_Textauszug_
┄┄┄┄┄┄┄┄┄┄┄┄┄┄┄┄┄┄┄┄

Der UN-Sicherheitsrat hatte am 28. Juni das UN-Mandat im Kongo um ein Jahr verlängert – trotz früherer Forderungen Kabilas, bis zu den Wahlen die Blauhelme abzuziehen. Die UN-Resolution 1991 „drängt die Regierung und alle relevanten Parteien, ein Umfeld für einen freien, fairen, glaubwürdigen, transparenten, friedlichen und zeitigen Wahlprozess zu gewährleisten“. Dies bedeute „freie politische Debatte, Meinungs- und Versammlungsfreiheit, gleichen Zugang zu Medien, Sicherheit“.
Die UDPS wirft der Wahlkommission vor, in Kabilas Hochburgen Minderjährige zu registrieren und in Oppositionshochburgen die Neuregistrierung der Wähler zu erschweren. In mehreren Provinzen wurde jetzt die Registrierungsperiode bis zum 10. oder 15. Juli verlängert. Bis Ende Juni wurden 28.591.426 Wähler registriert. Rund 31 Millionen sollen es am Ende werden.

┄┄┄┄┄┄┄┄┄┄┄┄┄┄┄┄┄┄┄┄

_Arbeitsauftrag A_
Beantworte anhand des Textauszugs:
(i) Um wie lange verlängerte der UN-Sicherheitsrat am 28. Juni das UN-Mandat im Kongo?
(ii) Bis zu welchen Daten wurde die Registrierungsperiode in mehreren Provinzen verlängert?
(iii) Wie viele Wähler waren bis Ende Juni registriert?
Die Datensätze haben mit dem Textauszug nichts zu tun.

┄┄┄┄┄┄┄┄┄┄┄┄┄┄┄┄┄┄┄┄

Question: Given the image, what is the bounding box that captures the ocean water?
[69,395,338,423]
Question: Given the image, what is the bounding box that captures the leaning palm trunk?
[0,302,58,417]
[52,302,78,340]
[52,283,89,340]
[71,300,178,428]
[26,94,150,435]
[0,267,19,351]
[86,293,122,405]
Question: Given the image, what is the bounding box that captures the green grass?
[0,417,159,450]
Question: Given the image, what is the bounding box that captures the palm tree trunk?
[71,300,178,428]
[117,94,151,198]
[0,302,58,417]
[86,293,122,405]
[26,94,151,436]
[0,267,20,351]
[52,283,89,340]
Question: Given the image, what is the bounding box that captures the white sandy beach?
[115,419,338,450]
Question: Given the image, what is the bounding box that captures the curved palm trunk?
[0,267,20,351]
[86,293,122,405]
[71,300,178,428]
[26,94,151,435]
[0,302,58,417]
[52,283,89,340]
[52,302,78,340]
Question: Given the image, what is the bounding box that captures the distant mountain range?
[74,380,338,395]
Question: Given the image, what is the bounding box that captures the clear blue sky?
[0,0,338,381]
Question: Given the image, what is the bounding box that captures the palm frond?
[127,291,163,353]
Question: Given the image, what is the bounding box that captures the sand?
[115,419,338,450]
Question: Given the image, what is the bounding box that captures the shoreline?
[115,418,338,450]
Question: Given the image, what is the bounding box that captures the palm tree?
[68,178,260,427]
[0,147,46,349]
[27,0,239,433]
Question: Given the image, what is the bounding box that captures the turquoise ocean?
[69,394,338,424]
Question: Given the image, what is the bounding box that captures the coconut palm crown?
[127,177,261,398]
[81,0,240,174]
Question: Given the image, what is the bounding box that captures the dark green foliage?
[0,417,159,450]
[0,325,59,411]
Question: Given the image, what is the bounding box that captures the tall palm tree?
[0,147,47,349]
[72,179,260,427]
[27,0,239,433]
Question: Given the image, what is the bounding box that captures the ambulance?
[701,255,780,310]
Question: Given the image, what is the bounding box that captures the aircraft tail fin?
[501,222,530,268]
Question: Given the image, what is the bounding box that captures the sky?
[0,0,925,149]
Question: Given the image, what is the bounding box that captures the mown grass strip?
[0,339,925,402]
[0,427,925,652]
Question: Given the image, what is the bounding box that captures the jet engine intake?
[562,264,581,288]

┄┄┄┄┄┄┄┄┄┄┄┄┄┄┄┄┄┄┄┄

_Arbeitsauftrag B_
Kopiere aus den Datensätzen die Zeilen von der Zeile mit „tall palm tree?“ bis einschließlich der Zeile mit „[701,255,780,310]“ unverändert.

_Lösung A_
(i) Um ein Jahr.
(ii) Bis zum 10. oder 15. Juli.
(iii) 28.591.426 Wähler.

_Lösung B_
Question: Given the image, what is the bounding box that captures the tall palm tree?
[0,147,47,349]
[72,179,260,427]
[27,0,239,433]
Question: Given the image, what is the bounding box that captures the ambulance?
[701,255,780,310]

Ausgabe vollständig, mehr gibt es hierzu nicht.